Copy the listing below line for line, changing nothing.

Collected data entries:
▼▼▼

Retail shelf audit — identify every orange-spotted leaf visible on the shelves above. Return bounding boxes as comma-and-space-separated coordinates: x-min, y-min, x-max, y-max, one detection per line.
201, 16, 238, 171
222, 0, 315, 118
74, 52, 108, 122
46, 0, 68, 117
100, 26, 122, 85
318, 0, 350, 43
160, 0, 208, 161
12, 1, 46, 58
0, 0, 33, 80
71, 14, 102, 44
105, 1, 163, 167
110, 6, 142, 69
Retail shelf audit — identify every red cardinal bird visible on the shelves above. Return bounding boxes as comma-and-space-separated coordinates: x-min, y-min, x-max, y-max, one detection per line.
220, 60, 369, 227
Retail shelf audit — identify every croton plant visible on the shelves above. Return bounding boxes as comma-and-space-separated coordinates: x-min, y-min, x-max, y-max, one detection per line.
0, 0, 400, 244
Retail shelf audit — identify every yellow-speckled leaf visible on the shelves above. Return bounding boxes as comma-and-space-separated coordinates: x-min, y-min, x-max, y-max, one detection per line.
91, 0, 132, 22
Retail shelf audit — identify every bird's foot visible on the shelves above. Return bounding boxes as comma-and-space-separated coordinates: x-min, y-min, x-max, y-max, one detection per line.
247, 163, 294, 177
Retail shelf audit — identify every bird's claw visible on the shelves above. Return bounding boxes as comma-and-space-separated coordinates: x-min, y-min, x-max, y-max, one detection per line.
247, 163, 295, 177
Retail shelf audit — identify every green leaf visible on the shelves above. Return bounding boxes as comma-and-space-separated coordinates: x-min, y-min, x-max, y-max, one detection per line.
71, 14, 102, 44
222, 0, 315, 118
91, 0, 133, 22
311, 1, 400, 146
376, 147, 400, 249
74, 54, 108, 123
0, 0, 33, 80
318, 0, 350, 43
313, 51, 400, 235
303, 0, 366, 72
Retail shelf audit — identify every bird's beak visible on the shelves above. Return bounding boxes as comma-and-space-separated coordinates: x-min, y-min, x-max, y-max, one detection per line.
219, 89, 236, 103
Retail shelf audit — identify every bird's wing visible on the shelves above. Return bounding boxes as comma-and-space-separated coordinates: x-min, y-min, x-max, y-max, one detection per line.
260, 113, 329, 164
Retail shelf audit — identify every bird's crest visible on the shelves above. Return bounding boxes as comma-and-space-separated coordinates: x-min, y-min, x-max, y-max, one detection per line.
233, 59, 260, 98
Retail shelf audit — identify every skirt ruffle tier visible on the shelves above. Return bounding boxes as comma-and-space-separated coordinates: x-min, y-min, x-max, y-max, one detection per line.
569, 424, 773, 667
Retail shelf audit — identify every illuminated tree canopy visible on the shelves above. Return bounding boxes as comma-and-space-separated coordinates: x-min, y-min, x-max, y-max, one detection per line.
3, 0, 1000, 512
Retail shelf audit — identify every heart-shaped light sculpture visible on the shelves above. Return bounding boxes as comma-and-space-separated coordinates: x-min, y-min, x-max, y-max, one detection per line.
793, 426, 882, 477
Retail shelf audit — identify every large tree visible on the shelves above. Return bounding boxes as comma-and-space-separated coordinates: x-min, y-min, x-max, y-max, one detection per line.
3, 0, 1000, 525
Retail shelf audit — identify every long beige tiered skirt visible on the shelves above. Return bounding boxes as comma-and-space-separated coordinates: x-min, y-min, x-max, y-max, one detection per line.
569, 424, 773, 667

▲▲▲

Solution to the problem:
Retail shelf audit — identify every orange-spotted leaf visible on the shelves above. Return bounding boxes as comma-and-space-separated coordinates: x-min, y-min, x-max, y-max, one detection per line.
201, 16, 238, 171
222, 0, 315, 118
74, 52, 108, 122
46, 0, 68, 117
100, 26, 122, 85
318, 0, 350, 43
160, 0, 208, 161
12, 1, 46, 58
0, 0, 33, 80
71, 14, 102, 44
105, 1, 163, 167
110, 6, 142, 69
Retail shelf audit — identify every red cardinal bird visible on the shelves above. Return bounding boxes as comma-and-space-separated coordinates: x-min, y-min, x-max, y-max, one detection per line.
220, 60, 369, 227
Retail shelf audit — identify every croton plant visible on the shelves above. Return bounding boxes as comma-and-space-separated coordinates: x-min, y-min, x-max, y-max, one detection per line.
0, 0, 400, 244
Retail shelf audit — identify every yellow-speckled leaf visible on the shelves above. Return bounding boxes as comma-and-space-separated coordinates: x-min, y-min, x-max, y-max, one detection per line.
91, 0, 132, 22
Retail shelf audit — identify every bird's foot visible on the shelves above. Return bounding boxes as comma-and-space-separated coordinates: x-min, y-min, x-max, y-max, one detection per line.
247, 163, 294, 177
Retail shelf audit — identify every bird's claw visible on the shelves above. Return bounding boxes as comma-and-space-separated coordinates: x-min, y-min, x-max, y-max, one detection per line.
247, 163, 295, 177
Retail shelf audit — identify every green leaf visible on the shelves above. Return bounding boxes as comma-and-space-separated coordinates: x-min, y-min, x-max, y-max, one detection per line.
71, 14, 102, 44
222, 0, 315, 118
91, 0, 133, 22
311, 1, 400, 146
376, 147, 400, 249
74, 54, 108, 123
0, 0, 33, 80
318, 0, 350, 43
313, 51, 400, 235
303, 0, 366, 72
Retail shelf audit — identify every bird's beak visible on the shelves above. Return bounding boxes as comma-and-space-separated coordinates: x-min, y-min, x-max, y-max, one detection per line.
219, 89, 236, 103
Retail shelf audit — identify every bird's wing visible on the shelves above. Return bounding boxes as comma-and-space-separated coordinates: x-min, y-min, x-max, y-max, one detection per line.
260, 113, 329, 164
Retail shelf audit — identify every bird's crest visible on the shelves above. Return bounding boxes as comma-and-space-separated coordinates: x-min, y-min, x-max, y-max, one detection per line.
233, 59, 260, 98
Retail shelf audit — identify every skirt ruffle tier visible on the shelves above. Return bounding boxes as comma-and-space-separated coordinates: x-min, y-min, x-max, y-max, one detection per line.
569, 424, 773, 667
Retail shelf audit — identify every illuminated tree canopy visible on the shelves above. Return bounding boxes as comma-and-space-separated coordinates: x-min, y-min, x-max, y-max, one detection per line.
3, 0, 1000, 512
Retail shelf audit — identify every heart-shaped light sculpture visible on the shelves above. Return bounding boxes as comma-and-space-separated coordinates: x-min, y-min, x-max, y-max, one detection per line.
793, 426, 882, 477
Retail shelf audit — identify every large tree visible on the shelves above. Return bounding boxes as comma-and-space-separated coordinates: x-min, y-min, x-max, y-max, one detection per line.
3, 0, 1000, 525
Retail shelf audit — identify every long beige tiered skirt visible on the shelves above. Return bounding boxes as comma-and-space-separated coordinates: x-min, y-min, x-max, y-max, one detection per line.
569, 424, 773, 667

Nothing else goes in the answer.